## REQUIRED WORK:
The span to be transcribed begins with the line that contains "Target: street lamp post" and ends with the last line of the listing; copy it exactly and include nothing else.

## MATERIAL PROVIDED:
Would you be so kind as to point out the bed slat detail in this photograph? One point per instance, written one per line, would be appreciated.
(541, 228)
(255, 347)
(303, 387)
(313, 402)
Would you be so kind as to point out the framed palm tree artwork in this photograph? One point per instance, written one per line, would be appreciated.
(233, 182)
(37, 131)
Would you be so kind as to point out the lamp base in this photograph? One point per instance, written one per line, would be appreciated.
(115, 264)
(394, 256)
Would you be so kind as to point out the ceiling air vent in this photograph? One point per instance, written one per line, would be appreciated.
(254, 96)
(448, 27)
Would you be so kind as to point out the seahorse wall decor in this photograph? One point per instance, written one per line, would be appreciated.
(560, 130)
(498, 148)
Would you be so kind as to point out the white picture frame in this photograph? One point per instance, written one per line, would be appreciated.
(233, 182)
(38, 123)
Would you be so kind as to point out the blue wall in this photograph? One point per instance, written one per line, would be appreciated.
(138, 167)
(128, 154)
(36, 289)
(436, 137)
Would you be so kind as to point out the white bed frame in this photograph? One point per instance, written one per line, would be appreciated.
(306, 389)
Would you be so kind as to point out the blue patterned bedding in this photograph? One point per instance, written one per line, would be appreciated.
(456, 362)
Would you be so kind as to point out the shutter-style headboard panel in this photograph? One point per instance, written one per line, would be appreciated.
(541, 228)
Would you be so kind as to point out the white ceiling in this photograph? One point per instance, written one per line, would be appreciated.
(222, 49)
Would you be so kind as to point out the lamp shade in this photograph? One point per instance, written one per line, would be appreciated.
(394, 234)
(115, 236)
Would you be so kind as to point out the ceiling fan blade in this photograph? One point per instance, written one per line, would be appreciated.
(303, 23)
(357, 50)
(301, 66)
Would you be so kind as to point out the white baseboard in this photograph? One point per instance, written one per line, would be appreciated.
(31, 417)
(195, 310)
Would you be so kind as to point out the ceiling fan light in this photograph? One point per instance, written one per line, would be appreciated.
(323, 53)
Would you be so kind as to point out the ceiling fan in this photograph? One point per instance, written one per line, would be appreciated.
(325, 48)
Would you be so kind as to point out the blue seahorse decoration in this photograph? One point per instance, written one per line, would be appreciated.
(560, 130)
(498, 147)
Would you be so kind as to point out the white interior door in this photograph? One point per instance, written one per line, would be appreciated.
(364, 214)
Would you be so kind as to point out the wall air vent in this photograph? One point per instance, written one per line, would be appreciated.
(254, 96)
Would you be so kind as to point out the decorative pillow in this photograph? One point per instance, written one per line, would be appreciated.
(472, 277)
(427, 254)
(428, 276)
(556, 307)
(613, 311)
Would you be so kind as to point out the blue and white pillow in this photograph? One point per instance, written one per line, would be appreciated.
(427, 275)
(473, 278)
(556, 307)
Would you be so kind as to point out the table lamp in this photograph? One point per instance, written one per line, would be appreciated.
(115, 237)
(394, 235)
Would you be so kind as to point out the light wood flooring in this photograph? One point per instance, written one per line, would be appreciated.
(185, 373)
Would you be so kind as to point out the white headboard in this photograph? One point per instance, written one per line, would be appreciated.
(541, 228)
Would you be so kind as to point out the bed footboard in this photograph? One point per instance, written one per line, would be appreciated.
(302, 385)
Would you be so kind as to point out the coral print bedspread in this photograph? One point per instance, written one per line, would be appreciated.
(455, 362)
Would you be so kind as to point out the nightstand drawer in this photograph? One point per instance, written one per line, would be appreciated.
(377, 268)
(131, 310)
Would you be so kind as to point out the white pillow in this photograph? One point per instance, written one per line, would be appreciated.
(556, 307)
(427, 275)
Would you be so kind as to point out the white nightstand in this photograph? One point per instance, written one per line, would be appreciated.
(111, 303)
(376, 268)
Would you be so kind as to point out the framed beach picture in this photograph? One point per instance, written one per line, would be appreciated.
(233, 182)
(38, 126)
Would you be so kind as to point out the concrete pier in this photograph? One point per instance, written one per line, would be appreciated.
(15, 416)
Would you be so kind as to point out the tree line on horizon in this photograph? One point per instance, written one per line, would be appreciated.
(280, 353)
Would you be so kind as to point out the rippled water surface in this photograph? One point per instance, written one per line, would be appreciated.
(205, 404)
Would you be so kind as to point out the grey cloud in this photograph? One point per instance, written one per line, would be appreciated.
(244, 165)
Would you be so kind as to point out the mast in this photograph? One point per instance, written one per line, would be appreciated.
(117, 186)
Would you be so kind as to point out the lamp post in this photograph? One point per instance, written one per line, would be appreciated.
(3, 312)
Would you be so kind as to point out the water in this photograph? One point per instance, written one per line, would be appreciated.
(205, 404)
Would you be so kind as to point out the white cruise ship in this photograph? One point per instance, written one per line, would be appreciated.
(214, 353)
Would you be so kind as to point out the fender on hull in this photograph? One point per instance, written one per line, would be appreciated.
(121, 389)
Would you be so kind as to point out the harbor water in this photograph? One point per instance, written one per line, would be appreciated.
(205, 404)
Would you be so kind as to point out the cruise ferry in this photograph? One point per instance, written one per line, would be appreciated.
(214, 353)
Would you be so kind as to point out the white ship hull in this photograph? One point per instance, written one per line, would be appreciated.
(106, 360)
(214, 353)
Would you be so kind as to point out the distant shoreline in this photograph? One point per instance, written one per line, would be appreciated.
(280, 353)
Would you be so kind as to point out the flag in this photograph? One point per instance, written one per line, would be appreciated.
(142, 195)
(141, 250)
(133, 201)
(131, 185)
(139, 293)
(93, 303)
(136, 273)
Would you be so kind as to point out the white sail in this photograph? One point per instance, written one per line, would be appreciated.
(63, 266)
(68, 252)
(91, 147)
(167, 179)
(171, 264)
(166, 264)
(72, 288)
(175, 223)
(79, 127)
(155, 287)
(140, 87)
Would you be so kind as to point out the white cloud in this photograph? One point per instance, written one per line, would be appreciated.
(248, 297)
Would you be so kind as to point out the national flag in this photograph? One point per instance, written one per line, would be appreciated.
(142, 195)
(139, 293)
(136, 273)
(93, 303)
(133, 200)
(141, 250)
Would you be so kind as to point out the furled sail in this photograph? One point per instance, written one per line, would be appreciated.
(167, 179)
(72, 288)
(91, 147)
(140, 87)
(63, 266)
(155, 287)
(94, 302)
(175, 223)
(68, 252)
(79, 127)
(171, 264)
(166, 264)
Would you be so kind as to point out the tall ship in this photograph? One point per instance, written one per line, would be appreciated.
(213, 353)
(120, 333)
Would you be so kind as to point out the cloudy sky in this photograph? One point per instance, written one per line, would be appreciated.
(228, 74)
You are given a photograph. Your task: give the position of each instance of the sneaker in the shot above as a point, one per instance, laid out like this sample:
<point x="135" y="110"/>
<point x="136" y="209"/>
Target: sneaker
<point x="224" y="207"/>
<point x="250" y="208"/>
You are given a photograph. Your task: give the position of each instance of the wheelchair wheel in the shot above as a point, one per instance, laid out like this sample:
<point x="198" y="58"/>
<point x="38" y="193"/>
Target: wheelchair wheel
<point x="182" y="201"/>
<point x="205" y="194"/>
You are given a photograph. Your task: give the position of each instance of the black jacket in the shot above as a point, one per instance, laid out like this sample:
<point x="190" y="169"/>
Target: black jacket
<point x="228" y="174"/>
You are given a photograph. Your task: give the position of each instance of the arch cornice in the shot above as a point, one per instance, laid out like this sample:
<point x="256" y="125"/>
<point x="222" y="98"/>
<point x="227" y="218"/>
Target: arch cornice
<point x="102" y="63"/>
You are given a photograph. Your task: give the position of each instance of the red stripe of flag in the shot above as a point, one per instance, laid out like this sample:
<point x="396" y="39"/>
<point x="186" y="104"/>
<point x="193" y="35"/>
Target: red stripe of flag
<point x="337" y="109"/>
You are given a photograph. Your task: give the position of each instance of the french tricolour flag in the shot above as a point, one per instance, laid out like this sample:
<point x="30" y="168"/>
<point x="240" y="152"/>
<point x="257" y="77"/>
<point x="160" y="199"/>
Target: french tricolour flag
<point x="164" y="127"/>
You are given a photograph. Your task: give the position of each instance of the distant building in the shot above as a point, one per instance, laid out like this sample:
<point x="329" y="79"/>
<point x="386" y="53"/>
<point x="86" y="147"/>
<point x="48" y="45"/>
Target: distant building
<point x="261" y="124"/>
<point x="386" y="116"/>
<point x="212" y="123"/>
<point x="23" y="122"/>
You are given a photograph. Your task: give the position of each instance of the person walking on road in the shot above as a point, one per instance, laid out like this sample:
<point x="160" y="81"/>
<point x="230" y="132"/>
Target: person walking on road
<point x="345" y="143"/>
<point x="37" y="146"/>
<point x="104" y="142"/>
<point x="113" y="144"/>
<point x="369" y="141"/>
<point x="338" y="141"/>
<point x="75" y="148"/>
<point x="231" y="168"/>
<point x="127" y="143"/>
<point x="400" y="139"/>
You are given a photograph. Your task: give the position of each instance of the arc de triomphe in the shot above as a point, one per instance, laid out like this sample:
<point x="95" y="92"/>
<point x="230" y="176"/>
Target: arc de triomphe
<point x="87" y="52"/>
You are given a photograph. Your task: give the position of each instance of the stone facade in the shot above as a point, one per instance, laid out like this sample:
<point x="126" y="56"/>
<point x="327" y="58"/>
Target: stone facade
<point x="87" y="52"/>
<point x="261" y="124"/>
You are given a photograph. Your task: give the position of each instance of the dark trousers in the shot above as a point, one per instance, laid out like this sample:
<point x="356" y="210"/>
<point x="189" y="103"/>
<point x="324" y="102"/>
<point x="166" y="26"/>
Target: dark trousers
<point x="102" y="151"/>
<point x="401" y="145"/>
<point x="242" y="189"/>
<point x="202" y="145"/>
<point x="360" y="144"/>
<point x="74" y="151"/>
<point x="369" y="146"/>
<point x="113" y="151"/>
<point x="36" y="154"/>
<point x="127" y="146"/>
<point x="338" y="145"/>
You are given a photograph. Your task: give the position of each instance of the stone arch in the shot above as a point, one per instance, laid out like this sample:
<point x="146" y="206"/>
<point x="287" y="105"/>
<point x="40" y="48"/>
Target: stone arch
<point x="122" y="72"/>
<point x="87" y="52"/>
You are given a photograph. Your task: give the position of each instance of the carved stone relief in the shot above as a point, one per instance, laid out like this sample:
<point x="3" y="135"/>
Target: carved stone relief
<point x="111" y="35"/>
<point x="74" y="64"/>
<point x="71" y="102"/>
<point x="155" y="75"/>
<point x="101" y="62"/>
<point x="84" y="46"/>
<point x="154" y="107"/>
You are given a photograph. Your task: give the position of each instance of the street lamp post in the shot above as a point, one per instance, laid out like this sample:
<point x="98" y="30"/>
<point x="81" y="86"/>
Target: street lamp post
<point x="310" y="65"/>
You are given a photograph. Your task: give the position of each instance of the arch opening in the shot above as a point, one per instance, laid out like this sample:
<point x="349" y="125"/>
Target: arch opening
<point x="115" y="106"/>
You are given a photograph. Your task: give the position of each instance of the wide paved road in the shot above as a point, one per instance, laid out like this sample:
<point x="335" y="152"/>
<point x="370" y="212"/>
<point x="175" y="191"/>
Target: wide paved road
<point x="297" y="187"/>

## YOUR SOLUTION:
Target: street lamp post
<point x="310" y="65"/>
You are given a photograph. Your task: give the position of each instance of the arch opening in the shot above as a point, one per instance, laid out like this sample:
<point x="349" y="125"/>
Target: arch opening
<point x="115" y="106"/>
You are given a photograph. Your task: give the position of each instance of the wide paved road in the shot above as a point, one per instance, laid out like this sample:
<point x="335" y="152"/>
<point x="370" y="212"/>
<point x="175" y="191"/>
Target: wide paved road
<point x="297" y="187"/>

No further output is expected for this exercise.